§ STORED DATA:
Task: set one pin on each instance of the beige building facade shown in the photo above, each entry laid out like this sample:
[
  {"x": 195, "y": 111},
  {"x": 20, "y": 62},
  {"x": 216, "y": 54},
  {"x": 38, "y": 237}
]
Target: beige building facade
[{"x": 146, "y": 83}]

§ TASK OBJECTIVE: In full and without alteration, copy the entries.

§ EXERCISE RESULT:
Task: set one pin on each instance of the beige building facade shown in the photo above, each entry laid out like this sample:
[
  {"x": 195, "y": 111},
  {"x": 20, "y": 62},
  {"x": 216, "y": 54},
  {"x": 38, "y": 237}
]
Target: beige building facade
[{"x": 146, "y": 83}]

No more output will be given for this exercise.